### Trecho fornecido
■ ■ ■
O CORNETEIRO
O CORNETEIRO
de D. Afonso Henriques
O tocador de corneta é uma figura
cuja origem se desintegra na penumbra temporal e apesar dos avanços da ciência
não se consegue ainda determinar o seu nascedouro.
Sabemos que a corneta é um
instrumento popular e etimologicamente confere a quem a toca, o nome de corneteiro.
Por princípio, os sons emitidos por
este aerofone estão associados a um aviso ou a uma ordem, segundo o que antecipadamente
se convenciona, em função do compasso e da variação da sua sonoridade e dos
objectivos pretendidos.
Numa tarde de calmaria, quando o sol
estava a ser lentamente engolido pelo horizonte e já o manto da noite ameaçava,
enquanto um bando de pombas voejava espavorido, recusando-se a ser o jantar de
um milhafre que as perseguia, sentados num banco de paragem dos autocarros, eu,
minha mulher e um velho amigo nosso, garganteávamos dois dedos de amena
cavaqueira para matar o tempo e dissipar os pensamentos negativos que a vigente
crise nos inculca; como ele é “viciado” na criação e interpretação arabescos de
partituras, naquele momento era mesmo sobre música que estávamos a palestrar,
se bem que eu seja um podão no assunto acústico da harmonia. Limito-me a
ouvi-lo e a absorver o que a minha modesta compreensão permite, introduzindo de
vez em quando a minha “nota” de admiração ou curiosidade em função da sua tocata.
O maestro Tobias Cardoso, que em tempos passados regeu a Tuna da Universidade de
Coimbra e foi professor no Conservatório de Música da mesma cidade, é um bom discursivo
e um óptimo contador de histórias – já correu Mundo suficiente para isso. De
facto é agradável auditá-lo, porque a sua voz é serena e parla piano, não ferindo os tímpanos a ninguém.
Acontece que a determinada altura da
conversa, em que já não tagarelávamos de música mas da situação política cá
instalada - não me recordo em que sequência - perguntou-me se alguma vez me havia
contado a história d’O Corneteiro de D.
■ ■ ■
### Dados disponíveis
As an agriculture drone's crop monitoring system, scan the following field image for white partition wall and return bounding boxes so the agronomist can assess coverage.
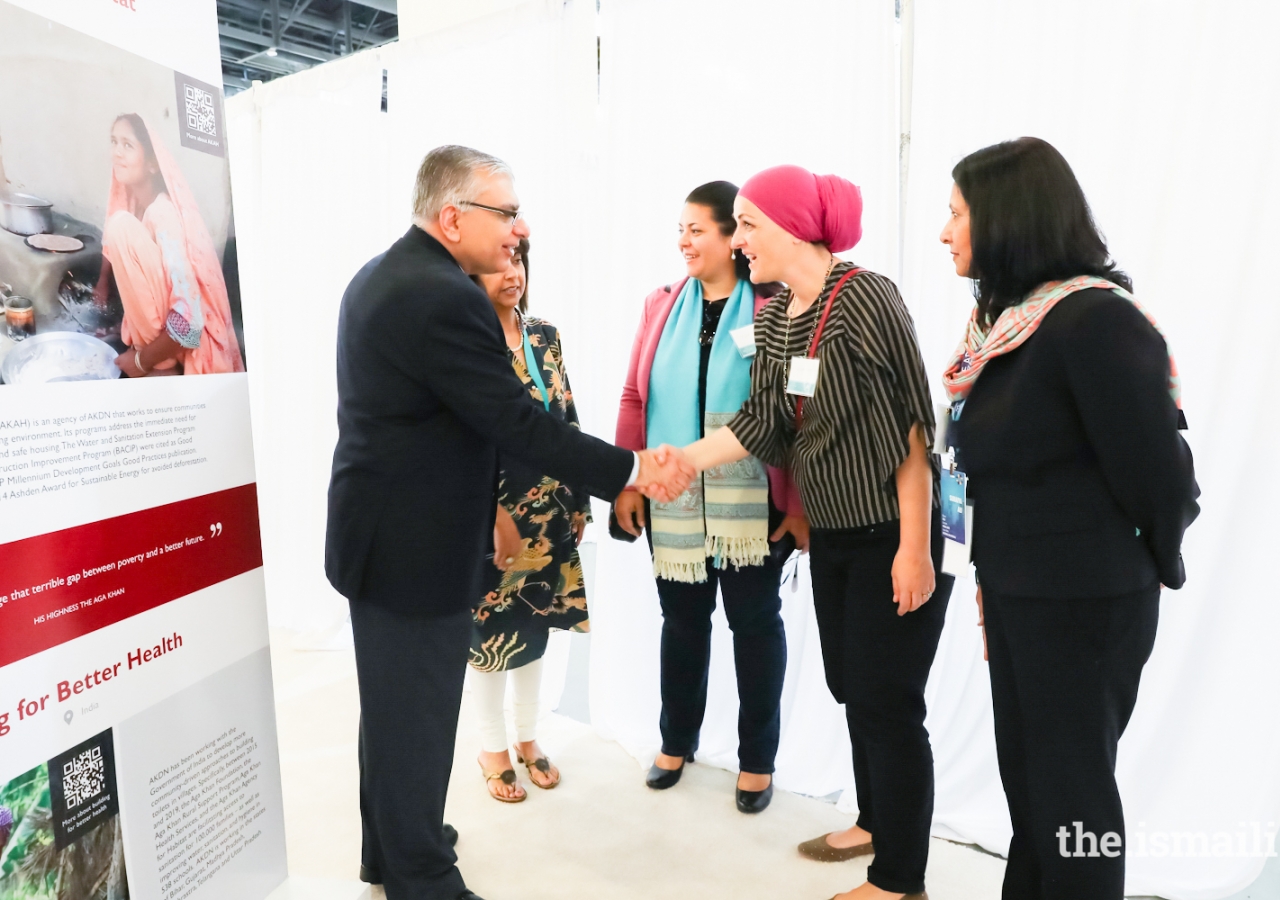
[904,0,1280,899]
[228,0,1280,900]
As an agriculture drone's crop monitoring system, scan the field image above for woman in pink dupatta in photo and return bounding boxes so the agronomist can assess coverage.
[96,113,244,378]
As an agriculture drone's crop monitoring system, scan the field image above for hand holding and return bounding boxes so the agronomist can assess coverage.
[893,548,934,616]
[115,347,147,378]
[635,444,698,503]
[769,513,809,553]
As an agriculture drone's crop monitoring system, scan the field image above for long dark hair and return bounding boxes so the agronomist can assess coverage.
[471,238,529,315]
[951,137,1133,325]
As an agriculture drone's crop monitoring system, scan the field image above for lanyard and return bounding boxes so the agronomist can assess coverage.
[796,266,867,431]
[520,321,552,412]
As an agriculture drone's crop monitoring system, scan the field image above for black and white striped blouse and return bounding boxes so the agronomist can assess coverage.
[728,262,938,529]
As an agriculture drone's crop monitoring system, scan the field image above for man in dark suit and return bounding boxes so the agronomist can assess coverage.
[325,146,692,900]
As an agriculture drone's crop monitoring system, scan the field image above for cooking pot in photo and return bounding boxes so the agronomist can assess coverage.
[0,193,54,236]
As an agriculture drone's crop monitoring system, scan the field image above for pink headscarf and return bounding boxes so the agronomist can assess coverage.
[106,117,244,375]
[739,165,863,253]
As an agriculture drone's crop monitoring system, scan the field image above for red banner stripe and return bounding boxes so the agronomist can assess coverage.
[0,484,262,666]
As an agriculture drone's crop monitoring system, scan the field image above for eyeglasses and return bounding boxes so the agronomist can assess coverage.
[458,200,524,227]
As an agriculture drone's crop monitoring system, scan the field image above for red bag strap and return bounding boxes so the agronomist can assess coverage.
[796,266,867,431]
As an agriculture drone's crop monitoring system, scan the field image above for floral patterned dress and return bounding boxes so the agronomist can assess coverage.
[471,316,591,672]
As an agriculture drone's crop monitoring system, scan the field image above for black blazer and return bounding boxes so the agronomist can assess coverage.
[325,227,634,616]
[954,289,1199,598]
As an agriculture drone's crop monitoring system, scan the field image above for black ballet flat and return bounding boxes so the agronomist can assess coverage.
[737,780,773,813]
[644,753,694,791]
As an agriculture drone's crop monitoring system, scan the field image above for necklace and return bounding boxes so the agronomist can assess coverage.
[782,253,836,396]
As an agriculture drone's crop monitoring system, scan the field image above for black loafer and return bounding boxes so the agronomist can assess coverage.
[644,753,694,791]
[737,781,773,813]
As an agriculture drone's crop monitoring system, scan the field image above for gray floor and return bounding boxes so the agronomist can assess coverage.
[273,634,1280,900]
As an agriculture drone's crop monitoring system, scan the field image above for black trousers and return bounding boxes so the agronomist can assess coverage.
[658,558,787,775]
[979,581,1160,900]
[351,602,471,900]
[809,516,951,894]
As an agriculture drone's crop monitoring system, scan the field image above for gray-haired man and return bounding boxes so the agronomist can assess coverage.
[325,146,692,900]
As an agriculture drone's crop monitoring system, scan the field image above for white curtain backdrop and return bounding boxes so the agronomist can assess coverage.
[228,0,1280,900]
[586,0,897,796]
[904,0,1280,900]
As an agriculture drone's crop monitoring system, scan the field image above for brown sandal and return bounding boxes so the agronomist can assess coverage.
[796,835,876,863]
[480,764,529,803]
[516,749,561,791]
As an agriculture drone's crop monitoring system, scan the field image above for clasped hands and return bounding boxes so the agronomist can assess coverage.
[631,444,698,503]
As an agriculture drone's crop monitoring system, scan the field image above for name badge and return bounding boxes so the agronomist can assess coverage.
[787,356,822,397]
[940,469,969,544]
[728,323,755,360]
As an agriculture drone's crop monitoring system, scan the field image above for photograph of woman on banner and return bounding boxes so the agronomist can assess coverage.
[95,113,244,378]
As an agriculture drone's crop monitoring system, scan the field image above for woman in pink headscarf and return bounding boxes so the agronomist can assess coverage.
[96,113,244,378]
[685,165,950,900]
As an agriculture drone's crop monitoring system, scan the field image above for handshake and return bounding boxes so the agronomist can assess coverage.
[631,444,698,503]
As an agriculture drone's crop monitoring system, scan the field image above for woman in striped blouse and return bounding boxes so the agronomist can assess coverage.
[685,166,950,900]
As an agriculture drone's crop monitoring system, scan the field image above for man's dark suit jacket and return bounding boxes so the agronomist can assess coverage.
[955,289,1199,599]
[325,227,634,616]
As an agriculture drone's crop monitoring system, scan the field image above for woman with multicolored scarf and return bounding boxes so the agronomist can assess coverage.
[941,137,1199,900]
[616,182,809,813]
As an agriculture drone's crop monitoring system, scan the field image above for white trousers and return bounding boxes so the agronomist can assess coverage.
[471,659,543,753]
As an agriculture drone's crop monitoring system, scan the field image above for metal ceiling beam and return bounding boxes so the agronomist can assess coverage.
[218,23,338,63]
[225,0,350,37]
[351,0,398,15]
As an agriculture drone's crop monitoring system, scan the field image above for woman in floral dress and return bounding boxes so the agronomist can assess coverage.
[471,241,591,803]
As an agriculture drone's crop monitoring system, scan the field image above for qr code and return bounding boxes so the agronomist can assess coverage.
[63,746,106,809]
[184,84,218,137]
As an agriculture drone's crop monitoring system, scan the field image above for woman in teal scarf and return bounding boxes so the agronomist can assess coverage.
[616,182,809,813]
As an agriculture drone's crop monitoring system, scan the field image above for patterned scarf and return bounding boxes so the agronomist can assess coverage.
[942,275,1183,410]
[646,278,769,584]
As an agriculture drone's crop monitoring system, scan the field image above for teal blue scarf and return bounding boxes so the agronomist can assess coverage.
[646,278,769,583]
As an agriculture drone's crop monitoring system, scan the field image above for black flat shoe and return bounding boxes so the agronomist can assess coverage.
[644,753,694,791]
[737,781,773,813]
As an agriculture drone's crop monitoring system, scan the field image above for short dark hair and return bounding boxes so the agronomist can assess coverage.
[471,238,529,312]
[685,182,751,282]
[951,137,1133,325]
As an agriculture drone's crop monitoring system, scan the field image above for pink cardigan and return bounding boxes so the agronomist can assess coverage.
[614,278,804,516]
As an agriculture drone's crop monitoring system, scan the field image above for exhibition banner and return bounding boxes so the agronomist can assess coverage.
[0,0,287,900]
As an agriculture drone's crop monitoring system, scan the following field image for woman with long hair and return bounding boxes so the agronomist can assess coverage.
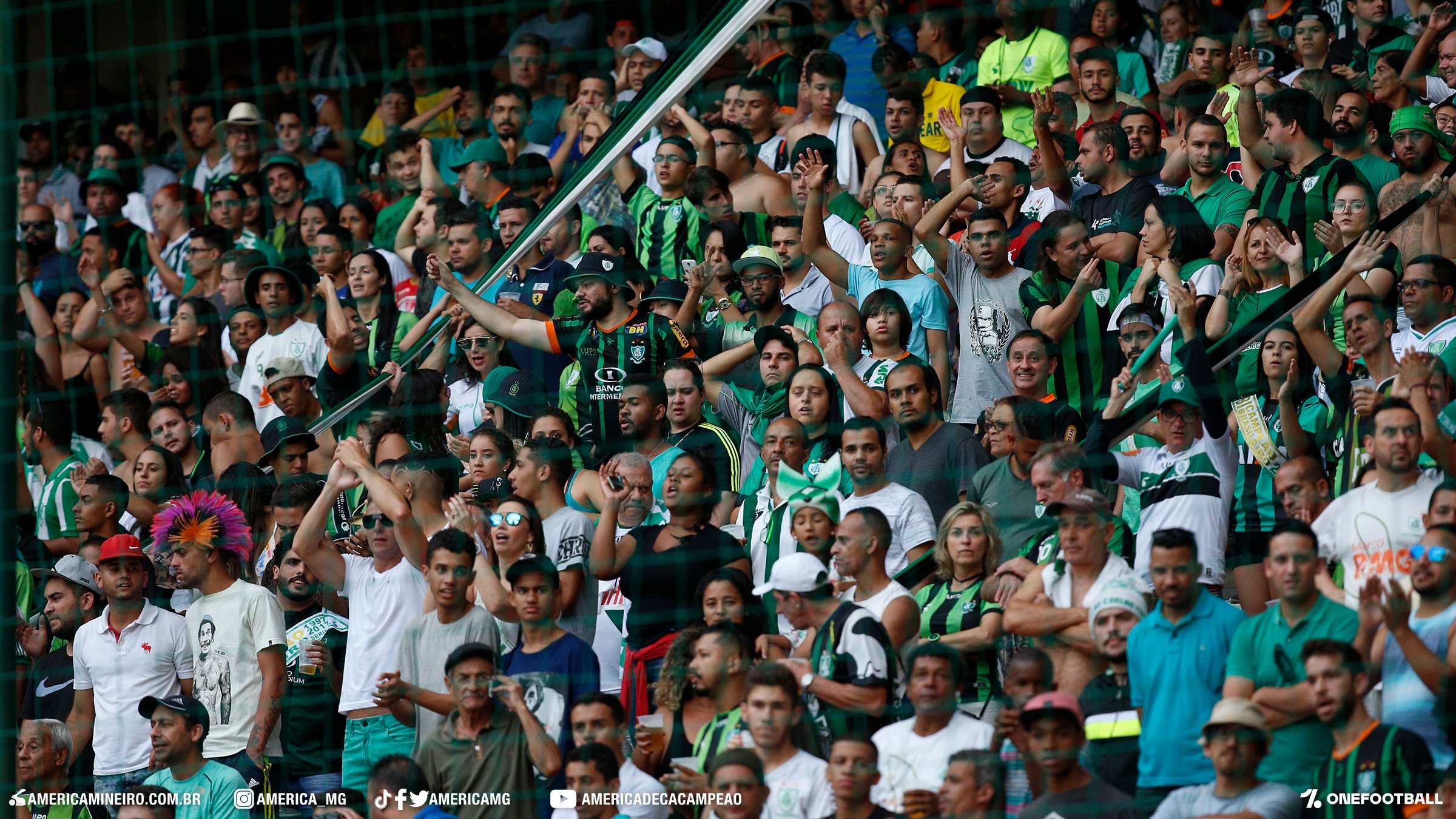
■ ■ ■
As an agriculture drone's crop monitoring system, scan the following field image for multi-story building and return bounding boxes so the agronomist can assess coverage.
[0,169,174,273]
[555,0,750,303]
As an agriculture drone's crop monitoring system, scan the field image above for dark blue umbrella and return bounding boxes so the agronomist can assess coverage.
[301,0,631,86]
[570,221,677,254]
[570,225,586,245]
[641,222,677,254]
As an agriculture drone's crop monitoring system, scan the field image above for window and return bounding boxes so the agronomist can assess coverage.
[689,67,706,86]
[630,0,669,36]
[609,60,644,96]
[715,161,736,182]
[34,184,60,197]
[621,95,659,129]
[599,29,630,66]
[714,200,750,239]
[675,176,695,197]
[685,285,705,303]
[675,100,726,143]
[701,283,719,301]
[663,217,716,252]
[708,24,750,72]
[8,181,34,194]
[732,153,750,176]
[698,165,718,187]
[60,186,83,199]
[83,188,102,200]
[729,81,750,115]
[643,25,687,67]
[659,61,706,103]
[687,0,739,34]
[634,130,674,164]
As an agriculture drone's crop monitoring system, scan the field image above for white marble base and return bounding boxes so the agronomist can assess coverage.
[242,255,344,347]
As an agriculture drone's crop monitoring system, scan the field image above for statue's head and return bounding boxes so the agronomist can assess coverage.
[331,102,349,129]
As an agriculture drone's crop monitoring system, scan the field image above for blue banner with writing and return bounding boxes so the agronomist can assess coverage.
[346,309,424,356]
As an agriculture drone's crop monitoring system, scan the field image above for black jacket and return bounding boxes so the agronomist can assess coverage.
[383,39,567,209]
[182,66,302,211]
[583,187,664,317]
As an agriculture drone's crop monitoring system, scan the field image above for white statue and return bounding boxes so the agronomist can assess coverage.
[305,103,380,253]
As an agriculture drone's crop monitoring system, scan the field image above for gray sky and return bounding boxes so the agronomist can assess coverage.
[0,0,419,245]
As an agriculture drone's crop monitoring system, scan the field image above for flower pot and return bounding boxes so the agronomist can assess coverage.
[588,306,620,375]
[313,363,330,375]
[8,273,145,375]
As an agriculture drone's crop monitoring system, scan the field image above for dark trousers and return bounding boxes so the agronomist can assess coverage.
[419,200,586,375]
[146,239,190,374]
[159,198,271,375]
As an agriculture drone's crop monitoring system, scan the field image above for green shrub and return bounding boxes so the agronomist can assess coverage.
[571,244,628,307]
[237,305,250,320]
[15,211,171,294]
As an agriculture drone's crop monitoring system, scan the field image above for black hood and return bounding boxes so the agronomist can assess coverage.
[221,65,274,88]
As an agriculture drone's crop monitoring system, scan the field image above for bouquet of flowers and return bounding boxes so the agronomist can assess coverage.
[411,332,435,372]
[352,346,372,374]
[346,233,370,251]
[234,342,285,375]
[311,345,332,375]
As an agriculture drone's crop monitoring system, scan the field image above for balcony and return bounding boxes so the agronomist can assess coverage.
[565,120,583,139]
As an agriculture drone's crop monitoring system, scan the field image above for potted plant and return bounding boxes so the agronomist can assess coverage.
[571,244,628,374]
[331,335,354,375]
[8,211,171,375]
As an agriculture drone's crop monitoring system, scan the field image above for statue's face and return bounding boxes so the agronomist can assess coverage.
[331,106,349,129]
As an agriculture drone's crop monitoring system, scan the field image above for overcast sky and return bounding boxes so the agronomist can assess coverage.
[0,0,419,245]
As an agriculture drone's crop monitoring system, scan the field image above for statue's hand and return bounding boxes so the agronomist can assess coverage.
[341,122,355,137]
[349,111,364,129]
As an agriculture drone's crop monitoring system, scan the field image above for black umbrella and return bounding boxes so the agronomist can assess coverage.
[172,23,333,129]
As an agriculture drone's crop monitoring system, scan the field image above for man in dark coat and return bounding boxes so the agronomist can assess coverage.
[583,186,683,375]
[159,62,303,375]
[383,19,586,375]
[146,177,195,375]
■ ■ ■
### Tarefa proposta A
Reproduza fielmente a parte do trecho fornecido que começa em "Por princípio, os" e segue até "objectivos pretendidos.", inclusive.
### Tarefa proposta B
Nas entradas, reescreva as linhas começando pela linha com "for dark blue" e seguindo até a linha com "[331,102,349,129]", ambas incluídas, trocando "agronomist" por "farm manager" e mantendo todo o resto inalterado. Apresente somente essas linhas.

### Resposta completa A
Por princípio, os sons emitidos por
este aerofone estão associados a um aviso ou a uma ordem, segundo o que antecipadamente
se convenciona, em função do compasso e da variação da sua sonoridade e dos
objectivos pretendidos.

### Resposta completa B
As an agriculture drone's crop monitoring system, scan the field image above for dark blue umbrella and return bounding boxes so the farm manager can assess coverage.
[301,0,631,86]
[570,221,677,254]
[570,225,586,245]
[641,222,677,254]
As an agriculture drone's crop monitoring system, scan the field image above for window and return bounding boxes so the farm manager can assess coverage.
[689,67,706,86]
[630,0,669,36]
[609,60,644,96]
[715,161,736,182]
[34,184,60,197]
[621,95,659,129]
[599,29,630,66]
[714,200,750,239]
[675,176,695,197]
[685,285,705,303]
[675,100,726,143]
[701,283,719,301]
[663,217,716,252]
[708,24,750,72]
[8,181,34,194]
[732,153,750,176]
[698,165,718,187]
[60,186,83,199]
[83,188,102,200]
[729,81,750,115]
[643,25,687,67]
[659,61,706,103]
[687,0,739,34]
[634,130,674,164]
As an agriculture drone's crop monitoring system, scan the field image above for white marble base and return bounding boxes so the farm manager can assess coverage.
[242,255,344,347]
As an agriculture drone's crop monitoring system, scan the field image above for statue's head and return bounding boxes so the farm manager can assess coverage.
[331,102,349,129]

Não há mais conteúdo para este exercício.